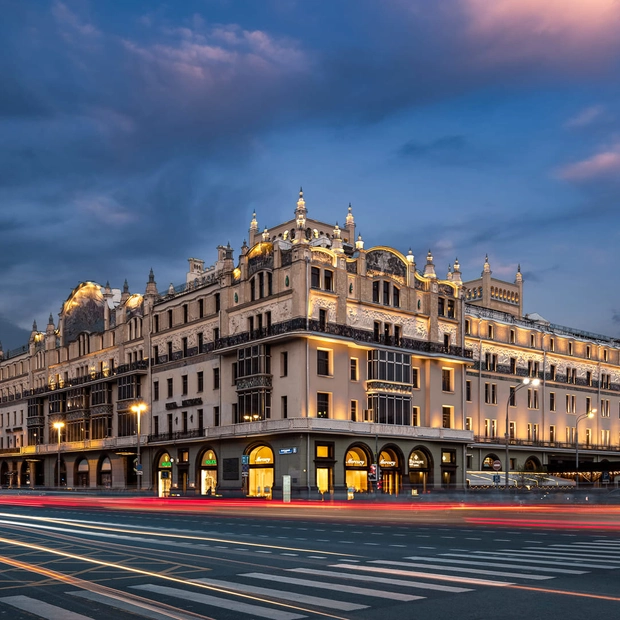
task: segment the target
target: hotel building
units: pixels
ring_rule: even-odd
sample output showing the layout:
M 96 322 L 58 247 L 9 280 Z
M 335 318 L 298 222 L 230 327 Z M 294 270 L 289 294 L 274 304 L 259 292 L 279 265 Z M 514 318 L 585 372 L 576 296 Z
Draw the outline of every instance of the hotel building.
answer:
M 0 482 L 411 495 L 497 485 L 508 443 L 510 485 L 617 484 L 620 341 L 524 317 L 520 270 L 442 279 L 344 221 L 300 192 L 180 286 L 76 287 L 0 352 Z

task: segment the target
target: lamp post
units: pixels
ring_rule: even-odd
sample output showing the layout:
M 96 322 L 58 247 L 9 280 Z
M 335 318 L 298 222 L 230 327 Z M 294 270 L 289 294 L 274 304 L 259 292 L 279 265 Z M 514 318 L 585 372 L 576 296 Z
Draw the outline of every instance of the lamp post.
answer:
M 64 422 L 54 422 L 52 425 L 58 431 L 58 488 L 60 489 L 60 431 L 64 428 Z
M 510 457 L 509 457 L 509 447 L 510 447 L 510 420 L 508 418 L 508 408 L 510 407 L 510 401 L 512 397 L 526 385 L 533 385 L 534 387 L 538 387 L 540 385 L 540 379 L 530 379 L 526 377 L 523 379 L 520 385 L 514 389 L 511 394 L 508 394 L 508 400 L 506 401 L 506 490 L 508 490 L 508 474 L 510 472 Z M 516 404 L 516 400 L 515 400 Z
M 138 491 L 141 491 L 142 490 L 142 464 L 140 462 L 140 416 L 143 411 L 146 411 L 146 403 L 144 402 L 135 403 L 134 405 L 131 406 L 131 411 L 133 411 L 133 413 L 135 413 L 137 416 L 136 435 L 138 438 L 138 444 L 136 448 L 136 474 L 138 476 Z
M 590 411 L 578 416 L 575 420 L 575 472 L 577 484 L 579 484 L 579 422 L 586 418 L 593 418 L 595 413 L 596 409 L 590 409 Z

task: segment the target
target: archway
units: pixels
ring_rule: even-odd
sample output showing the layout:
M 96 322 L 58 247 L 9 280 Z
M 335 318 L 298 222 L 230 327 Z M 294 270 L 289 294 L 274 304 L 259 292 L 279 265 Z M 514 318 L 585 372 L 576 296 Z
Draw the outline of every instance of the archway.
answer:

_ _ _ _ _ _ _

> _Task details_: Reproduce every one of the records above word for word, leaving out the pictures.

> _Answer to this problem_:
task: segment the target
target: hotel building
units: pixels
ring_rule: even-odd
sample output showing the layout:
M 96 322 L 58 247 L 9 280 Z
M 335 318 L 298 222 L 230 327 Z M 294 270 L 289 294 L 274 304 L 259 292 L 279 265 Z M 514 318 L 585 372 L 576 296 Z
Draw the outline of every instance of the hotel building.
answer:
M 0 482 L 411 495 L 497 485 L 508 443 L 510 485 L 617 484 L 620 341 L 524 317 L 520 270 L 442 279 L 344 221 L 300 192 L 180 286 L 76 287 L 0 352 Z

task: segment the target
target: lamp post
units: pixels
ring_rule: even-odd
sample output showing the layout:
M 96 322 L 58 247 L 9 280 Z
M 335 318 L 298 222 L 230 327 Z M 294 270 L 289 294 L 274 304 L 259 292 L 279 265 Z M 514 318 L 585 372 L 576 296 Z
Draw the outline of every instance of the lamp post.
answer:
M 64 422 L 54 422 L 52 425 L 58 431 L 58 488 L 60 489 L 60 431 L 64 428 Z
M 510 457 L 509 457 L 509 447 L 510 447 L 510 420 L 508 418 L 508 408 L 510 407 L 510 401 L 512 397 L 526 385 L 533 385 L 534 387 L 538 387 L 540 385 L 540 379 L 530 379 L 526 377 L 523 379 L 520 385 L 514 389 L 511 394 L 508 394 L 508 400 L 506 401 L 506 490 L 508 490 L 508 474 L 510 472 Z M 516 404 L 516 400 L 515 400 Z
M 138 491 L 141 491 L 142 490 L 142 464 L 140 462 L 140 416 L 143 411 L 146 411 L 146 403 L 144 402 L 135 403 L 134 405 L 131 406 L 131 411 L 133 411 L 133 413 L 135 413 L 137 416 L 136 435 L 138 438 L 138 444 L 136 448 L 136 474 L 138 476 Z
M 590 411 L 578 416 L 575 420 L 575 472 L 577 484 L 579 484 L 579 422 L 586 418 L 593 418 L 595 413 L 596 409 L 590 409 Z

task: segment the target
target: archway
units: pixels
ring_rule: even-odd
sample output showing the layout:
M 96 322 L 58 247 L 9 280 Z
M 335 318 L 298 222 L 230 327 Z M 294 270 L 289 294 L 274 304 L 259 292 L 279 265 Z M 514 318 L 585 372 L 576 296 Z
Draw the outline of every instance of the archway.
answer:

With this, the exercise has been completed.